▶ _Travail à faire_:
A. Relevez les noms de tous les témoins cités dans l'extrait sur l'établissement scolaire.
B. Rédigez la suite de l'extrait sur l'établissement scolaire, après son dernier intertitre.

▶ _Extrait présenté_:
═══

Ce dont l’établissement se vantait, c’est un taux de 95 à 100 % de réussite au BEPC, le brevet d’études du premier cycle. Pour les anciens élèves, « ce n’était pas grâce aux qualités du professorat, mais à cause des neuf heures de classe, en 3e. De la violence et des punitions à faire parfois jusque tard dans la nuit », assure Joël L., élève de 1969 à 1972. « On était entre 40 et 50 par classe, tous serrés comme des sardines, se rappelle Frédéric B. Dès qu’il y avait un chuchotement, une question sans réponse, on assistait à des lancers de lourde brosse à tableau ou de compas à travers la classe. On frappait les enfants pour un rien. » « Il fallait suivre, sinon c’était la beigne », témoigne Michel S.
De 1968 à 1977, l’établissement était dirigé par le père L., « un petit bonhomme extrêmement nerveux et violent qui rôdait dans les couloirs », selon Frédéric B. « Il se mettait à l’estrade et l’élève qui avait des mauvaises notes se prenait une beigne, selon Michel S. Il avait la main leste. » Parfois, il convoquait les élèves dans son bureau. « C’était soit pour une méga raclée, décrit Joël L., soit il me prenait sur ses genoux et disait : « On commence à en avoir marre de toi », en me caressant les cuisses et les cheveux. »
« Ne rien laisser passer et cogner sans relâche »

═══

▶ _Entrées_:
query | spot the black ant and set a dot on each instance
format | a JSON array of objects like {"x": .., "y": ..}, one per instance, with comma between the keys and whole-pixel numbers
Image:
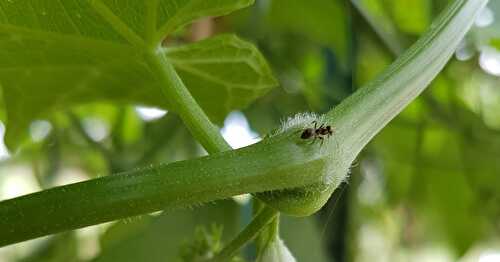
[{"x": 317, "y": 132}]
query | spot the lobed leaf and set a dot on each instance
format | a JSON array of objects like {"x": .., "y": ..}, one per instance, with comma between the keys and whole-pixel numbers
[{"x": 57, "y": 54}]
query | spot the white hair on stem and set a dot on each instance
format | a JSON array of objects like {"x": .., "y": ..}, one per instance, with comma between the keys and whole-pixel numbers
[{"x": 299, "y": 121}]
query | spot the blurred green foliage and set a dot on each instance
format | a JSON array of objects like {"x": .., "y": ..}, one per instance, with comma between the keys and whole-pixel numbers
[{"x": 431, "y": 178}]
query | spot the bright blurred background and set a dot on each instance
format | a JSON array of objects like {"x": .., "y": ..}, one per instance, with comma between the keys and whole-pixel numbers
[{"x": 426, "y": 189}]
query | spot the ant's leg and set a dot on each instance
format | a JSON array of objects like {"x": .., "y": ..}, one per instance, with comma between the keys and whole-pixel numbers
[{"x": 314, "y": 139}]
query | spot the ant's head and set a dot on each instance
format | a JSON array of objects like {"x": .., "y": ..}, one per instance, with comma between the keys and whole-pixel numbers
[{"x": 307, "y": 133}]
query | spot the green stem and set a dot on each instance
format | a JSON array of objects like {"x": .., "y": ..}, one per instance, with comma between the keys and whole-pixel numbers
[
  {"x": 263, "y": 218},
  {"x": 184, "y": 104}
]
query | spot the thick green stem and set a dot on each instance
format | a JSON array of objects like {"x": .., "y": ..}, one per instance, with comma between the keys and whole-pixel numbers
[
  {"x": 184, "y": 104},
  {"x": 163, "y": 187},
  {"x": 263, "y": 218}
]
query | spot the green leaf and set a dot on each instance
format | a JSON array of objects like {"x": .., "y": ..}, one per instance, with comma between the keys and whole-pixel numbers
[
  {"x": 315, "y": 16},
  {"x": 57, "y": 54},
  {"x": 414, "y": 21},
  {"x": 161, "y": 238},
  {"x": 297, "y": 175},
  {"x": 276, "y": 251}
]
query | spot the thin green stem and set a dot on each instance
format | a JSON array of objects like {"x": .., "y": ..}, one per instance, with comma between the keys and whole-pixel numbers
[
  {"x": 184, "y": 104},
  {"x": 259, "y": 222}
]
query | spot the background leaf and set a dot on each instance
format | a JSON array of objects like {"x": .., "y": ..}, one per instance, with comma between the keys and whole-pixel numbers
[{"x": 56, "y": 55}]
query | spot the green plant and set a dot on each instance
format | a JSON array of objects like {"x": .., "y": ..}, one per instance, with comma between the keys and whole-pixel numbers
[{"x": 114, "y": 48}]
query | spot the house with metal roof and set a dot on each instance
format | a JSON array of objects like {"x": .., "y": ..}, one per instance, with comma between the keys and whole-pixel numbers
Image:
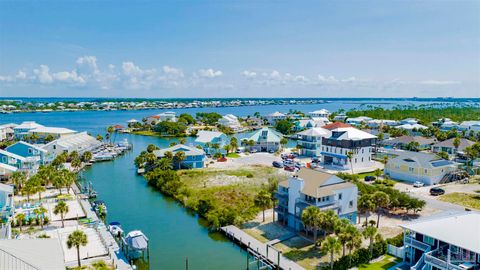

═══

▶ _Réponses par tâche_:
A. Joël L., Frédéric B., Michel S.

B.
En tant que directeur, le père L. s’est chargé du recrutement des professeurs. Toutes les victimes interrogées utilisent le terme de « psychopathes » pour parler d’eux. « J’ai regardé dans le dictionnaire la définition, et cela coche tous les éléments : manque d’empathie, pas de remord, impulsivité… », liste Michel S., qui est déjà rentré chez lui avec des touffes de cheveux en moins. « Il y avait un ticket d’entrée évident pour les professeurs : ne rien laisser passer et cogner sans relâche », poursuit Joël L. « Ils avaient chacun leur spécialité : coup de poing, coup de pied, lancers d’objets divers… », détaille Frédéric B.
Les anciens élèves n’ont oublié ni leurs noms, ni leurs actes. « Ils étaient tous épouvantables », selon François Barat, qui se rappelle être souvent resté en retenue, le soir. « Monsieur A. regardait le car passer depuis la fenêtre. Il me disait alors : « c’est bon, tu peux y aller ». Je suis rentré à Brest à pied ou en stop au moins cent fois. » « On recevait des coups de poing. Pas dans la mâchoire, pour pas que ça se voie, mais dans l’épaule », se remémore Joël L. « Ils tapaient tous, avec plus ou moins d’intensité ou de force », affirme Michel S.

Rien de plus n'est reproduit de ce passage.